Passage given —
California City Approves Gay Retirement Community

Kilian Melloy READ TIME: 3 MIN.

Santa Rosa, California, is slated to see the construction of a new GLBT retirement community--a project that had faced stiff initial resistance, with opponents citing everything from greenhouse gas production and a loss of trees, to a too-dense population of 148 housing units on a parcel of land just under 10 acres.

But once the project came to a vote in the Santa Rosa City Council, it was approved in a mere half hour--despite the project having taken five years to get that far. Local newspaper the Press Democrat reported on April 6 that there had been concerns that the real motives behind opposition to the project had more to do with anti-gay animus than environmental concerns; indeed, one councilmember who voted against the project cited emails that she had received from community residents who didn't want to see the retirement community go forward.

The community is to be called Fountaingrove Lodge, the Press Democrat reported. Homeowner's association president Skip Epperly remains opposed to the project, even though it had been scaled back and provisions to preserve the area's natural beauty have been incorporated; Epperly says that the community might expand at a later time on to two additional parcels.

But those parcels are for sale, rejoined a spokesman for Aegis Senior Living, the company planning to build the community. Santa Rosa is a picturesque city north of San Francisco in a region known for its vineyards.

Data block —

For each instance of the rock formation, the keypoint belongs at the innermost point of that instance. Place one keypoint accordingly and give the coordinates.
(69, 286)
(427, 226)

What is asked — Reproduce everything in the Santa Rosa retirement community article from "But once the" down to "community go forward.", word for word.

Reply —
But once the project came to a vote in the Santa Rosa City Council, it was approved in a mere half hour--despite the project having taken five years to get that far. Local newspaper the Press Democrat reported on April 6 that there had been concerns that the real motives behind opposition to the project had more to do with anti-gay animus than environmental concerns; indeed, one councilmember who voted against the project cited emails that she had received from community residents who didn't want to see the retirement community go forward.